* Tasks to complete
1. From the passage on elephant poaching, print the wording starting with "Central African forest" and going on through "of government stockpiles.".
2. According to the passage on elephant poaching, by what percentage did savanna elephants at the Selous Wildlife Reserve in Tanzania decline from 2009 to 2013?

* Text under study

ELEPHANT poaching is alive and well—and the elephants are not. A team of scientists examining seized shipments of elephant tusks from Africa have found that the vast majority of the ivory came from elephants that died within the last three years.
The sobering results, published in the Proceedings of the National Academy of Sciences, reveal that the killing of elephants for their ivory is continuing at a disturbing pace—even as elephant populations across the continent are in sharp decline.
While poaching had been easing for several years, it has returned with a vengeance in the last decade or so, said lead author Thure Cerling, a geochemist at the University of Utah in Salt Lake City.
Central African forest elephants have fallen by an estimated 62 percent from 2002 to 2011. At the Selous Wildlife Reserve in Tanzania, savanna elephants have declined 66 percent from 2009 to 2013.
“There’s been a staggering rate of elephant loss every year,” Cerling said.
Last year in a study, led by Samuel Wasser of the University of Washington, scientists analyzed the DNA locked in 28 large seizures of ivory (at least half a ton each) made between 1996 and 2004, and matched it to 1,350 DNA samples taken from dung gathered at 71 spots across 29 different countries.
Now they could map the ivory’s sources, and watch as patterns of poaching changed as elephants in one country dwindled or as political pressure ramped up.
But some suggested that these seized shipments might not be ivory from recently killed animals, but old ivory “leaking” out of government stockpiles.

Point localization data
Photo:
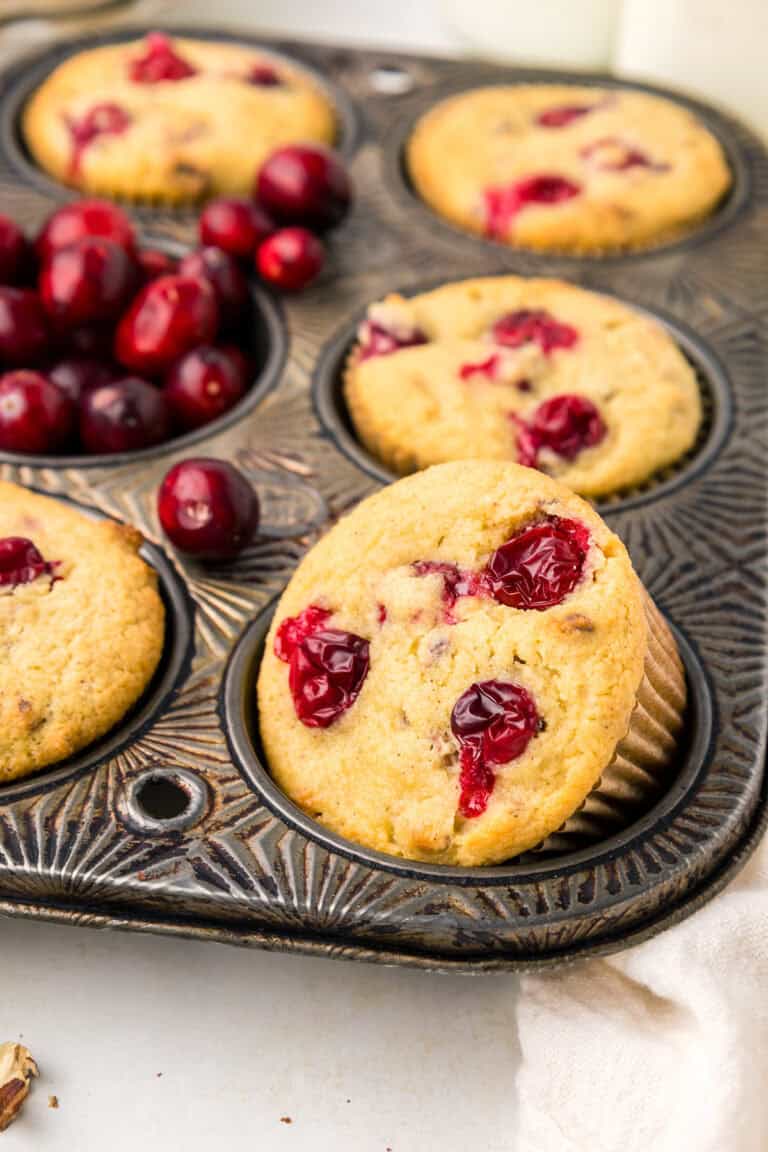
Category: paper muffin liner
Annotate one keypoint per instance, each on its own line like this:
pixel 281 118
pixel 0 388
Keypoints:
pixel 644 762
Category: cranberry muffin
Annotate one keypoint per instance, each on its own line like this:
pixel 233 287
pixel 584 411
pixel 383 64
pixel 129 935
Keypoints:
pixel 578 169
pixel 459 662
pixel 82 629
pixel 170 121
pixel 538 371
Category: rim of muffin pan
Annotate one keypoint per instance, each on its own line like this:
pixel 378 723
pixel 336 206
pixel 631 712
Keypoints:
pixel 240 714
pixel 734 203
pixel 174 667
pixel 714 387
pixel 20 80
pixel 267 345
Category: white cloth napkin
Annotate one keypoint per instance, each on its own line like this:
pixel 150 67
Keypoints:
pixel 661 1048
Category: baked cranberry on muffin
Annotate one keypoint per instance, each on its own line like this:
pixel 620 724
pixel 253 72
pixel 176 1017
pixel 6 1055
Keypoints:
pixel 535 371
pixel 458 664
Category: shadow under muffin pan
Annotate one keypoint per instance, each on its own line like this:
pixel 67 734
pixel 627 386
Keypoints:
pixel 267 348
pixel 174 666
pixel 25 76
pixel 240 712
pixel 398 181
pixel 716 406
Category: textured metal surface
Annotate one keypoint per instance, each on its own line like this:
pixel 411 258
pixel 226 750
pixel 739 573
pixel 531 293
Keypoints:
pixel 73 844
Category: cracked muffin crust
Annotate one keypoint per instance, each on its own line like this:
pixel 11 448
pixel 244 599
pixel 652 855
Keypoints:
pixel 567 167
pixel 170 121
pixel 456 665
pixel 82 629
pixel 539 371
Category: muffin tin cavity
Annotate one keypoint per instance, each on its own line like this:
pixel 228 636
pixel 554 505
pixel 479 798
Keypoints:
pixel 398 181
pixel 332 410
pixel 266 347
pixel 24 77
pixel 173 668
pixel 240 713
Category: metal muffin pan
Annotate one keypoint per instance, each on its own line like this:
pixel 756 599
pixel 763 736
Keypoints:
pixel 179 828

* Answers
1.
Central African forest elephants have fallen by an estimated 62 percent from 2002 to 2011. At the Selous Wildlife Reserve in Tanzania, savanna elephants have declined 66 percent from 2009 to 2013.
“There’s been a staggering rate of elephant loss every year,” Cerling said.
Last year in a study, led by Samuel Wasser of the University of Washington, scientists analyzed the DNA locked in 28 large seizures of ivory (at least half a ton each) made between 1996 and 2004, and matched it to 1,350 DNA samples taken from dung gathered at 71 spots across 29 different countries.
Now they could map the ivory’s sources, and watch as patterns of poaching changed as elephants in one country dwindled or as political pressure ramped up.
But some suggested that these seized shipments might not be ivory from recently killed animals, but old ivory “leaking” out of government stockpiles.

2. 66 percent